Task prompt => Copy the lines from the first one through the line that has "point(556, 171)", substituting "open sky" for "blue sky" and leaving everything else unchanged.

Data entries
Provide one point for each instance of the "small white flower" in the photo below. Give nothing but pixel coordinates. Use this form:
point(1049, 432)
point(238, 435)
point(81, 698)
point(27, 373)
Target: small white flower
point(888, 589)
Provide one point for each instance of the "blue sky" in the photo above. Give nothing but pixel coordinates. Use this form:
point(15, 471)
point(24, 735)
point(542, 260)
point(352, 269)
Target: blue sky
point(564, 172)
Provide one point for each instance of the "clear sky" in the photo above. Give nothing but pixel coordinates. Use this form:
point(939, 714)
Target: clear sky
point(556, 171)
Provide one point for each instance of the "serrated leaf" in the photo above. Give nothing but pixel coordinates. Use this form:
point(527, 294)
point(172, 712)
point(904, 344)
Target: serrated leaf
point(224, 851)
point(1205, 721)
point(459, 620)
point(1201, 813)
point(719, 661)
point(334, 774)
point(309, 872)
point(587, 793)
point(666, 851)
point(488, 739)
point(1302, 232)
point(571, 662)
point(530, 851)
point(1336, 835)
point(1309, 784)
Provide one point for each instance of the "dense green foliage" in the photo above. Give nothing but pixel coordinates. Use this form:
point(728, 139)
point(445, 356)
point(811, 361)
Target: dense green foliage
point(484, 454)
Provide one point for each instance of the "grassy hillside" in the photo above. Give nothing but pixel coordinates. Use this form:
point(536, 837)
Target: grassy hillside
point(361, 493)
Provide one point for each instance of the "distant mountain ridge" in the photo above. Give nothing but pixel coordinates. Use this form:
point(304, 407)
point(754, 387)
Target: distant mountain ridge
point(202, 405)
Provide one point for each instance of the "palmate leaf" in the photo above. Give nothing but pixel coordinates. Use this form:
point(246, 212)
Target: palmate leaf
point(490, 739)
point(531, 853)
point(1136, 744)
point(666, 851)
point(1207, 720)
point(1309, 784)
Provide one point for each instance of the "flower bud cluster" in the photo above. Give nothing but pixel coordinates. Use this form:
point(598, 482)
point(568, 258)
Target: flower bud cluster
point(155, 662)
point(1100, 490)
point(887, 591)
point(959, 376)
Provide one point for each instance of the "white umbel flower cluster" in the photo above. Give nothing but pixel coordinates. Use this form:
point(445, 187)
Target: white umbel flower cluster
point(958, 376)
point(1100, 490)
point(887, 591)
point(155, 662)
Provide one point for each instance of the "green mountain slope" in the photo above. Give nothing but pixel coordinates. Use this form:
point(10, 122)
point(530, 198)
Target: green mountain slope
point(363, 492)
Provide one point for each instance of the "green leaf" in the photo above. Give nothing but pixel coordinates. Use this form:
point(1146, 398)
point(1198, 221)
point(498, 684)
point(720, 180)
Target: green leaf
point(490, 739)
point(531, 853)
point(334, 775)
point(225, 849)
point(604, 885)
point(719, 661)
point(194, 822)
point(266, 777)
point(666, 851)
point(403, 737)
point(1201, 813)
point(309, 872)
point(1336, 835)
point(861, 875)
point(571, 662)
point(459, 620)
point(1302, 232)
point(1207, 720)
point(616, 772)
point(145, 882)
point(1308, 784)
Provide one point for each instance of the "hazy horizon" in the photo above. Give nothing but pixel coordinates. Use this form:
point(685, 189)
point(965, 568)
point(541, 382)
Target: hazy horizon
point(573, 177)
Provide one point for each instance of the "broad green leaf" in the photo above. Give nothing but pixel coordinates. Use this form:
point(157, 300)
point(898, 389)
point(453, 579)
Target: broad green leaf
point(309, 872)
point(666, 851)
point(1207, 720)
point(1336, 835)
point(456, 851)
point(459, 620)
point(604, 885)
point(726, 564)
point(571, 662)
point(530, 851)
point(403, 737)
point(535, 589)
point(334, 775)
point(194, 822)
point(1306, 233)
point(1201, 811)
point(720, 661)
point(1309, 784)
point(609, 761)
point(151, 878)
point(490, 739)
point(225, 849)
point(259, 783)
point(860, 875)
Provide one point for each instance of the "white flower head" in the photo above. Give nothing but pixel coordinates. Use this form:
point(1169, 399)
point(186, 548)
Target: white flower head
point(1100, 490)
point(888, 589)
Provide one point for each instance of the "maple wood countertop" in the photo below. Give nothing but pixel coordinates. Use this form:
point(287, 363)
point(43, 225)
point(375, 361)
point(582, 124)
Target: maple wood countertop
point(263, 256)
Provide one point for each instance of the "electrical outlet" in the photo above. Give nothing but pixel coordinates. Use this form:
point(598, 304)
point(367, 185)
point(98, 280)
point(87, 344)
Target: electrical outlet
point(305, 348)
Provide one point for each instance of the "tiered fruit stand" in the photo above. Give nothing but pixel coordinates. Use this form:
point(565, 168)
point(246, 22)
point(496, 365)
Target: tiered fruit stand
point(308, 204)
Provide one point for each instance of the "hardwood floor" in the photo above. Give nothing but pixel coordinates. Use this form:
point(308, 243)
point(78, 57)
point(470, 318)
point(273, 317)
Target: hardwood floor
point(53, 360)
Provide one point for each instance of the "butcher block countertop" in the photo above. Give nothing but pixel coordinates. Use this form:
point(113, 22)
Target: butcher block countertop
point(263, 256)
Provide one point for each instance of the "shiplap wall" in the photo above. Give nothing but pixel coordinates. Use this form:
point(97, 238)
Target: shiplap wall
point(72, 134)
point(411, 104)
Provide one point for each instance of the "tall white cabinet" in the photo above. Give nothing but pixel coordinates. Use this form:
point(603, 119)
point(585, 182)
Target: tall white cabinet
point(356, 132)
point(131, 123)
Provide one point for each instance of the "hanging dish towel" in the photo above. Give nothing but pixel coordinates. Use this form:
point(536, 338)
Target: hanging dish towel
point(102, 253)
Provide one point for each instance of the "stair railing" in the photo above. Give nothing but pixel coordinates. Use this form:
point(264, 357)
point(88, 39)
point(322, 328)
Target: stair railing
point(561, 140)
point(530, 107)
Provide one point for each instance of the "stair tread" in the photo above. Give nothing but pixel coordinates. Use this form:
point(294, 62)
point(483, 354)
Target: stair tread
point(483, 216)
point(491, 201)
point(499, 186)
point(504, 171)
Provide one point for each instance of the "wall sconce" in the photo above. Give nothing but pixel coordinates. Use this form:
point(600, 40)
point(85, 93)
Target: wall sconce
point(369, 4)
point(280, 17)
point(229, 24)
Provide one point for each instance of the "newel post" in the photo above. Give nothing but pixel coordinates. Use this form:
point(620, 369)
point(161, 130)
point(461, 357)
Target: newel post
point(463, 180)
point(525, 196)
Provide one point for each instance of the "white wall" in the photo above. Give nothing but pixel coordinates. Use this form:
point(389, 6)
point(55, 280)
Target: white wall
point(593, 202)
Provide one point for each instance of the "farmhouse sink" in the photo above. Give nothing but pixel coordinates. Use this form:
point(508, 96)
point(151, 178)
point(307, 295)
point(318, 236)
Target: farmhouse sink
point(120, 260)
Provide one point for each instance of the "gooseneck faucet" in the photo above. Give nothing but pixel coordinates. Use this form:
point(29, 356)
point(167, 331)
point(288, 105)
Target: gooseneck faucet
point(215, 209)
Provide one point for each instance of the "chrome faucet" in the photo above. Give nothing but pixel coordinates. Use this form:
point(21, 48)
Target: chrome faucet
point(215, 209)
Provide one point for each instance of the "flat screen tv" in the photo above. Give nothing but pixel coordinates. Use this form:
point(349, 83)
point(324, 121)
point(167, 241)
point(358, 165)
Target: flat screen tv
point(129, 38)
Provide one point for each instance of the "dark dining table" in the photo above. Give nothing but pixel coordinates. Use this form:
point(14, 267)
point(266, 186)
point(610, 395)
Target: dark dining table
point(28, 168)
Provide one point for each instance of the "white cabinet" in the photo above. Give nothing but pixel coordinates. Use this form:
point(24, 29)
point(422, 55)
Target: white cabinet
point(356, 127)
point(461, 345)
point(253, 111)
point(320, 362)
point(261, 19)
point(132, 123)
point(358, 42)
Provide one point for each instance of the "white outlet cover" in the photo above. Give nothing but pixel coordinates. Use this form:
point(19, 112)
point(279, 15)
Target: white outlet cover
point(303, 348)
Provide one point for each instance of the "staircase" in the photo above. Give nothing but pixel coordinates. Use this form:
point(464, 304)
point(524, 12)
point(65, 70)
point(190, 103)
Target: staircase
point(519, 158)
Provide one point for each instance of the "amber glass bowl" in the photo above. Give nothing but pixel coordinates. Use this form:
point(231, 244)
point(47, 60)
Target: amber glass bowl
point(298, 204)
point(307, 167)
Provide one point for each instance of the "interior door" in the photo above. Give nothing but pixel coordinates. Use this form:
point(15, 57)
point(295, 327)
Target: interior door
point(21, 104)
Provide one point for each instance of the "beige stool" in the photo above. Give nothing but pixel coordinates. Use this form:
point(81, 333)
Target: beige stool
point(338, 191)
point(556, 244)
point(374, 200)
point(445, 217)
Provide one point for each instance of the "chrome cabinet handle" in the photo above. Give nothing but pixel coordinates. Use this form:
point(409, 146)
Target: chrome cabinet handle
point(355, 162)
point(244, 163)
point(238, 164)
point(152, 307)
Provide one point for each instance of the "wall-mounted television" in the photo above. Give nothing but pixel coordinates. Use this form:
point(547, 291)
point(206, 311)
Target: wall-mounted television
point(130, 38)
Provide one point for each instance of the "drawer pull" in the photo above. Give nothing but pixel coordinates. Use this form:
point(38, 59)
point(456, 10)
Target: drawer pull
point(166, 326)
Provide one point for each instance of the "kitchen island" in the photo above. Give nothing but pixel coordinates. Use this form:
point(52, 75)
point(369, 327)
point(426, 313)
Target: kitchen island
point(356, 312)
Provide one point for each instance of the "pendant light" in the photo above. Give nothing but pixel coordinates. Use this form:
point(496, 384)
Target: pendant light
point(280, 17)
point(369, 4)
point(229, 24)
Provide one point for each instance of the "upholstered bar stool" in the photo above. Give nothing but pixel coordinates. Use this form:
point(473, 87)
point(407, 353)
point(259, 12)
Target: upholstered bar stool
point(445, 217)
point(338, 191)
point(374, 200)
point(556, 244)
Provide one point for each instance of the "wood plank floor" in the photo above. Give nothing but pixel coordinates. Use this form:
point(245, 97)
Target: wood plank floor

Exercise output =>
Provide one point for each instance of the "small white flower" in the photo below. Give nothing but pixel coordinates. Use this form:
point(1049, 432)
point(238, 435)
point(81, 698)
point(27, 373)
Target: small white flower
point(888, 589)
Provide one point for each instance of the "open sky" in the photo above. Give nothing but pixel coordinates. Use this form:
point(15, 471)
point(24, 735)
point(542, 260)
point(352, 269)
Target: open sky
point(564, 172)
Provide one point for each instance of the "clear sky" in the photo above. Give nothing but pixel coordinates. Use this form:
point(939, 714)
Target: clear sky
point(556, 171)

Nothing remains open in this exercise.